● Exercise details
Copy every one of the following records line for line, changing nothing.

********************

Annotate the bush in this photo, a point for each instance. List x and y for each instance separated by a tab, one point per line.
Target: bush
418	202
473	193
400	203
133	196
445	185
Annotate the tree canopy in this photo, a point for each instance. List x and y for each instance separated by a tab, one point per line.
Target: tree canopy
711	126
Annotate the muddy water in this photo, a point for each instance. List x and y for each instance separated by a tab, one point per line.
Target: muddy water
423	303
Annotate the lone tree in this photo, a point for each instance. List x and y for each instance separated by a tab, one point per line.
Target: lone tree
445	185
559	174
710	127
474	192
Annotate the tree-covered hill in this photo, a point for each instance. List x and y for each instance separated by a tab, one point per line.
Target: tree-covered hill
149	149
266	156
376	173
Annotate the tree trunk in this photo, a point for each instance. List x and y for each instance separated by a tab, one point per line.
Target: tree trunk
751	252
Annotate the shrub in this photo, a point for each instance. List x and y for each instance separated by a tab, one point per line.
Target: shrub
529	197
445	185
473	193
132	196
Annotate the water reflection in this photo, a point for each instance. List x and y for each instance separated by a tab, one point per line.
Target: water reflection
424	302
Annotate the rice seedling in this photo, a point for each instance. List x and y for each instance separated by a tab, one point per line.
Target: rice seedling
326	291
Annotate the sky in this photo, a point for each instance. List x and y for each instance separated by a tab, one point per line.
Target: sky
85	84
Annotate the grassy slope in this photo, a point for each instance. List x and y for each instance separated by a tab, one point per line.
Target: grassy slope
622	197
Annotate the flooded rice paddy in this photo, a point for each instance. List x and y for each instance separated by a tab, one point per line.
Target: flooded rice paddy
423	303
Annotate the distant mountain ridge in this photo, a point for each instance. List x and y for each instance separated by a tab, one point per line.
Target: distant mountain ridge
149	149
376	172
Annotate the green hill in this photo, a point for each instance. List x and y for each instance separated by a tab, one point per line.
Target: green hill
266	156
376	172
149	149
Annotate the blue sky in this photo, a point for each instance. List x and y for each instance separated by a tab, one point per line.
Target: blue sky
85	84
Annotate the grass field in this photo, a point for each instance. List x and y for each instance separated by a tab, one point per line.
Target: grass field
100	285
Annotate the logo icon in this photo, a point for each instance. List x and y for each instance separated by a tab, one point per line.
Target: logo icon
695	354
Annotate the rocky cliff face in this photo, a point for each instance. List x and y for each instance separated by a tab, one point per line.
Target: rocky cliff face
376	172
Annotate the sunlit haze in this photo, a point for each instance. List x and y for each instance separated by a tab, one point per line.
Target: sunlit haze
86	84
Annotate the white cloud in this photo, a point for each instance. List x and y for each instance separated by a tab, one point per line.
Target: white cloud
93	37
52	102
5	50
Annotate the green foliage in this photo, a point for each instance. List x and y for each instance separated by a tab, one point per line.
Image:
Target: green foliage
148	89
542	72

********************

● Exercise output
Annotate the bush in this photo, a point for each instance. List x and y for each instance separated by a tab, one point per line.
Target: bush
418	202
473	193
400	203
133	196
445	185
Annotate the tree canopy in this photo, a point for each instance. List x and y for each instance separated by a tab, one point per line.
Target: tree canopy
711	126
Annotate the muddy water in this photo, a point for each instance. List x and y for each instance separated by a tab, one point per line.
Target: muddy water
423	303
Annotate the lone tree in this photo, a point for each instance. List x and y for each instance separated by a tab, one point per line.
Target: lone tree
445	185
559	174
710	127
474	192
Annotate the tree-covered hill in this photo, a point for each instance. List x and y for each instance separated by a tab, one point per line.
Target: tree-covered hill
149	149
266	156
376	173
Annotate the tree trunk in this photo, a point for each instance. List x and y for each instance separated by a tab, one point per line.
Target: tree trunk
751	252
Annotate the shrub in this photo, a point for each instance. List x and y for each instance separated by a tab, one point per line.
Target: shrub
529	197
445	185
473	193
132	196
Annotate the water reflection in this photo, a point for each instance. List x and y for each instance separated by a tab, one point per line.
Target: water reflection
424	302
Annotate the rice seedling in this photo, a point for each instance. List x and y for each instance separated by a tab, one point per line.
Target: rice seedling
326	291
Annotate the sky in this photo, a point for each instance. List x and y for each instance separated by a tab, one point per line.
Target: sky
85	84
Annotate the grassy slope in this photo, a point for each instance. List x and y for each instance separated by a tab, one point per line.
Target: grassy slope
622	197
Annotate the flooded rice paddy in this photo, a point for each instance. List x and y for each instance separated by a tab, one point per line.
Target: flooded rice paddy
423	303
Annotate the distant mountain ridge in this photo, a point for each instance. List x and y for each instance separated by a tab, one point per line.
Target: distant mountain ridge
149	149
376	172
Annotate the green hill in this photo, a point for each instance. List x and y for each instance separated by a tab, one point per line.
Target: green hill
266	156
376	172
149	149
Annotate the blue sky in this photo, a point for each instance. List x and y for each instance separated by a tab, one point per line.
Target: blue sky
85	84
Annotate the grass field in this photo, a point for each instance. List x and y for each instance separated by a tab, one point per line.
Target: grass field
100	285
Annotate the logo icon in this photo, a point for each instance. List x and y for each instance separated by a tab, one point per line.
Target: logo icon
695	354
Annotate the rocky cliff face in this photo, a point for each instance. List x and y for each instance separated by a tab, one point per line.
Target: rocky cliff face
376	172
Annotate the sunlit haze in this photo, a point for each instance. List x and y for each instance separated by a tab, one point per line.
Target: sunlit haze
86	84
Annotate the white cloud in this photo, a point for each instance. List x and y for each instance separated by a tab, one point per line.
Target: white cloud
93	37
52	102
5	50
Annotate the green foliage in this photo, a point for each instance. List x and y for each instance separated by a tab, one point per line.
Image:
Target: green foliage
148	89
542	72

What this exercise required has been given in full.